## Excerpted passage
By the time Peter died at the age of 15 and ½ he was sexually mature. I remember the morning I turned town his bed sheets and noticed sperm on his upper thighs and in his scant pubic hair. This is not an experience that mothers and their adolescent sons should be sharing, but, to choose less outrageous examples, I shouldn’t be brushing his teeth or shaving his cheeks either.

      “What is that?” Peter asked me as I sponged him off with a warm, soapy washcloth.

      “That’s sperm. It means you had a wet dream,” I answered.

      I went on to explain, keeping my voice as level as possible, that lots of sexually mature boys and men have dreams about making love to women. Pete knew about sex. He was no innocent, and besides he had an older brother.

“And when they have these dreams, I went on, they often ejaculate sperm.

      “Well that’s not fair,” Pete said. “I just had the wet. I didn’t have the dream.” Somehow, as was often the case in our whacky family, Peter helped us to find something to laugh about. But inside I was crying.

      My husband Larry and I had spoken reluctantly about Peter’s sexuality. We projected our thoughts into the future; when he was 18, or 20, or 25 what would we do? We thought about hiring a sexual surrogate. It seemed too cold-blooded, too weird. How would we introduce her into his life? In my naïveté I imagined we would try to find someone his age who would start out pretending to be a girl friend. After a few dates, she would introduce sex into the relationship.

      We never had to face that eventuality. Peter died before most physically well young men have sex. He was never deprived of that particular one of life’s great pleasures.

      And now, over 30 years later, comes a movie called “The Sessions.” The relationship between the therapist and her physically disabled, but sexually able client is not the dishonest, pretend love story I had imagined. It is a contract between two consenting adults – kind, honest, gentle, sensitive, loving and mutually rewarding.

      If Peter were alive today, I hope he would seek such a relationship.

Extracted data entries:
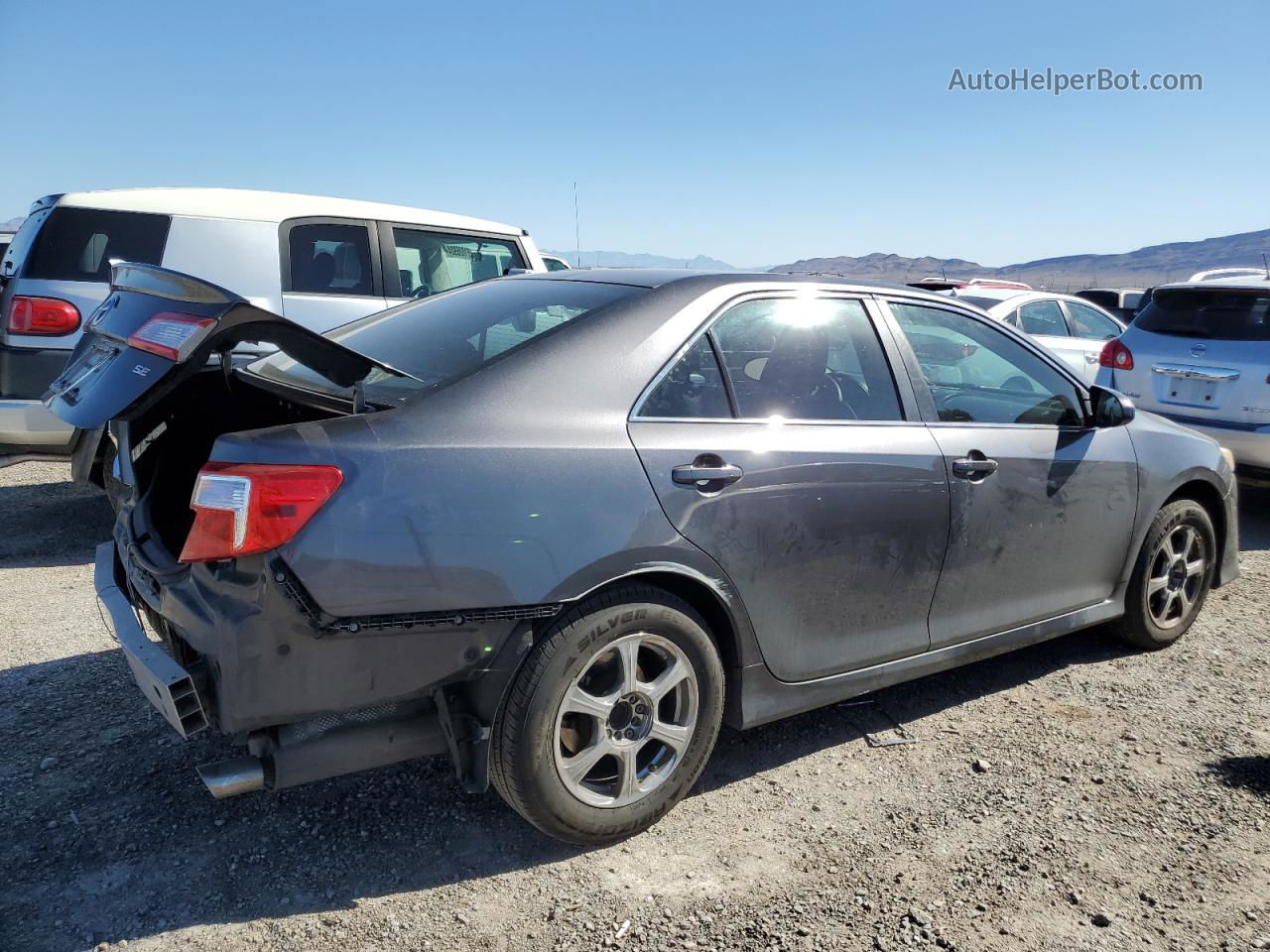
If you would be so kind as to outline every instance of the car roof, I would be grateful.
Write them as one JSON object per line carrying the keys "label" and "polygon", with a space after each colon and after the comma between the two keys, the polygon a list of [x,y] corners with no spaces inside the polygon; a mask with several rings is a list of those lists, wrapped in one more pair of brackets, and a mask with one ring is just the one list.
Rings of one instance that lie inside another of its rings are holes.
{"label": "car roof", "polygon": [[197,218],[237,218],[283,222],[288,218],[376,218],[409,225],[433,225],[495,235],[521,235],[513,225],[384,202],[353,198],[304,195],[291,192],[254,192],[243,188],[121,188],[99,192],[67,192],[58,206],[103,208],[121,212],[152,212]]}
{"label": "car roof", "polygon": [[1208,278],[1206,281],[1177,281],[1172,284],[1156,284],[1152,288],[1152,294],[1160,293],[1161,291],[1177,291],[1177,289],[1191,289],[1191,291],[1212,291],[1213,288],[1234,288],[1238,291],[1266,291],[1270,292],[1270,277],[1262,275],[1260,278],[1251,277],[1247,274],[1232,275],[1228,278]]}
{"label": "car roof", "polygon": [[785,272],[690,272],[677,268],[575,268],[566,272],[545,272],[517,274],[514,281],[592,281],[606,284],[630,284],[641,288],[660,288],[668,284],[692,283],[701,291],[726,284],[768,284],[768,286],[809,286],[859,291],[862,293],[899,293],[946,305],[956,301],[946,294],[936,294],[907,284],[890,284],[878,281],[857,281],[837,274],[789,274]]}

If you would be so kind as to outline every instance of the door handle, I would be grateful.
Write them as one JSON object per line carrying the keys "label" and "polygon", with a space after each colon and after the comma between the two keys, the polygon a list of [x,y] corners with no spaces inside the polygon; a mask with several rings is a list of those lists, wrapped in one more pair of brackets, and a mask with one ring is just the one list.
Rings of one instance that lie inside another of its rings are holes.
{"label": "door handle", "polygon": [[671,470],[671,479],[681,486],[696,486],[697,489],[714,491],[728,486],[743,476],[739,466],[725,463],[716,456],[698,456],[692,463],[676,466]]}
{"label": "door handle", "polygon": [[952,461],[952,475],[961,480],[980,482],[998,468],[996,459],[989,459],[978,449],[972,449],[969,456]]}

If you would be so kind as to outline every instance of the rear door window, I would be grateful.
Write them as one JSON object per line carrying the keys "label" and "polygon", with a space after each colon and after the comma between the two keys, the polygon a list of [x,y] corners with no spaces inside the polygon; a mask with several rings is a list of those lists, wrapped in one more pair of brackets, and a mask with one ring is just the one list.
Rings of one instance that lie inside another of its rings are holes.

## About this task
From the passage about Peter, copy the part that opens with the words containing "By the time" and closes with "often ejaculate sperm.".

## Finished exercise
By the time Peter died at the age of 15 and ½ he was sexually mature. I remember the morning I turned town his bed sheets and noticed sperm on his upper thighs and in his scant pubic hair. This is not an experience that mothers and their adolescent sons should be sharing, but, to choose less outrageous examples, I shouldn’t be brushing his teeth or shaving his cheeks either.

      “What is that?” Peter asked me as I sponged him off with a warm, soapy washcloth.

      “That’s sperm. It means you had a wet dream,” I answered.

      I went on to explain, keeping my voice as level as possible, that lots of sexually mature boys and men have dreams about making love to women. Pete knew about sex. He was no innocent, and besides he had an older brother.

“And when they have these dreams, I went on, they often ejaculate sperm.